PROBLEM TO WORK ON: Once the pictures are set aside, copy the data below exactly as it stands.
/---
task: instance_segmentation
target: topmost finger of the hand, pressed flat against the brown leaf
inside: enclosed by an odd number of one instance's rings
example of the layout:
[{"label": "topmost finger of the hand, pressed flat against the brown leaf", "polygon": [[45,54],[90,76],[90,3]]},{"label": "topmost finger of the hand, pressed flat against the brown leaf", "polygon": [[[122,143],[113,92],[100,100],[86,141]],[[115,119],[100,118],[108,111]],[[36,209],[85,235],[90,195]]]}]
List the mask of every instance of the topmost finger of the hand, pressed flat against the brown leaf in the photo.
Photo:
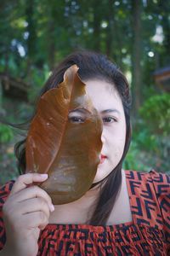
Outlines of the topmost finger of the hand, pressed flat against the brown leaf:
[{"label": "topmost finger of the hand, pressed flat against the brown leaf", "polygon": [[17,180],[14,183],[13,189],[11,190],[10,195],[13,195],[14,193],[26,189],[28,185],[35,182],[42,183],[48,178],[48,174],[40,174],[40,173],[26,173],[23,175],[20,175]]}]

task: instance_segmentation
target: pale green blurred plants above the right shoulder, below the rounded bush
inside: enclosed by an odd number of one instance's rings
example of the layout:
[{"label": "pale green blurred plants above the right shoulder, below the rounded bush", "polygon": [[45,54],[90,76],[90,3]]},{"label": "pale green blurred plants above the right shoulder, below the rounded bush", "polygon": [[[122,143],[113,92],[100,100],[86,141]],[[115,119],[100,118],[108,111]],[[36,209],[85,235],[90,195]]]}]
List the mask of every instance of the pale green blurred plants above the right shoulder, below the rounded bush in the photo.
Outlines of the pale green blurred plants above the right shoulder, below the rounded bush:
[{"label": "pale green blurred plants above the right shoulder, below the rounded bush", "polygon": [[148,172],[150,169],[156,169],[157,172],[168,172],[169,150],[169,134],[162,136],[162,134],[153,133],[150,124],[146,125],[144,119],[138,119],[133,124],[132,143],[123,167],[143,172]]}]

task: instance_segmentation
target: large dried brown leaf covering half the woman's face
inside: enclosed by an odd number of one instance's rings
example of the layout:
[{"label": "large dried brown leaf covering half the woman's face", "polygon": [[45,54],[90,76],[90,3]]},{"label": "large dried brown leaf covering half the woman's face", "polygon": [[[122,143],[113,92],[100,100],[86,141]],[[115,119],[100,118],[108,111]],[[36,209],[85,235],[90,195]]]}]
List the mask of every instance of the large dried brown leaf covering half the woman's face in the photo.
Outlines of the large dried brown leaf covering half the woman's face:
[{"label": "large dried brown leaf covering half the woman's face", "polygon": [[[76,201],[91,187],[102,147],[102,120],[77,74],[65,72],[64,81],[39,100],[26,139],[26,172],[48,173],[40,184],[54,204]],[[69,118],[81,109],[82,123]]]}]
\---
RESULT OF THIS TASK:
task: instance_segmentation
target: topmost finger of the hand, pressed flat against the brown leaf
inside: enclosed by an odd number of one instance's rings
example of the layout:
[{"label": "topmost finger of the hand, pressed flat against the brown leaf", "polygon": [[45,54],[90,76],[90,3]]},{"label": "topmost finger of the hand, pressed flat against the brown leaf", "polygon": [[[122,143],[113,92],[100,100],[86,141]],[[115,119],[100,118],[108,111]],[[36,209],[85,235],[90,195]]]}]
List the mask of every instance of the topmost finger of the hand, pressed flat against the brown leaf in the photo.
Photo:
Outlines of the topmost finger of the hand, pressed flat against the brown leaf:
[{"label": "topmost finger of the hand, pressed flat against the brown leaf", "polygon": [[17,180],[14,183],[13,189],[11,190],[10,195],[13,195],[14,193],[26,189],[28,185],[35,182],[42,183],[48,178],[48,174],[40,174],[40,173],[26,173],[23,175],[20,175]]}]

task: instance_segmentation
target: pale green blurred plants above the right shoulder, below the rounded bush
inside: enclosed by an odd number of one instance's rings
example of the layout:
[{"label": "pale green blurred plants above the right shoulder, below the rounded bush", "polygon": [[45,54],[90,76],[90,3]]},{"label": "pale green blurred plants above the right shoulder, below the rounded bush", "polygon": [[[122,143],[113,92],[100,100],[86,141]],[[115,119],[100,118],[108,111]],[[36,209],[85,235],[90,195]]]}]
List the mask of every instance of the pale green blurred plants above the right shoulder, below the rounded bush in the photo.
Outlines of the pale green blurred plants above the right shoulder, below the rounded bush:
[{"label": "pale green blurred plants above the right shoulder, below the rounded bush", "polygon": [[148,172],[150,169],[156,169],[157,172],[168,172],[169,150],[169,134],[162,136],[162,134],[153,133],[150,124],[146,125],[144,119],[138,119],[133,124],[132,143],[123,167],[143,172]]}]

task: instance_segmentation
target: large dried brown leaf covering half the woman's face
inside: enclosed by an odd number of one instance's rings
example of the layout:
[{"label": "large dried brown leaf covering half the woman's face", "polygon": [[45,54],[90,76],[90,3]]},{"label": "large dried brown leaf covering half the woman's face", "polygon": [[[122,143],[113,92],[100,100],[86,141]],[[115,119],[100,118],[108,111]],[[36,209],[85,235],[90,195]]]}]
List the mask of every instance of the large dried brown leaf covering half the woman's face in the photo.
Outlines of the large dried brown leaf covering half the woman's face:
[{"label": "large dried brown leaf covering half the woman's face", "polygon": [[[76,201],[91,187],[102,147],[102,120],[77,74],[65,72],[64,81],[39,100],[26,139],[26,172],[48,173],[40,184],[54,204]],[[69,118],[81,109],[82,123]]]}]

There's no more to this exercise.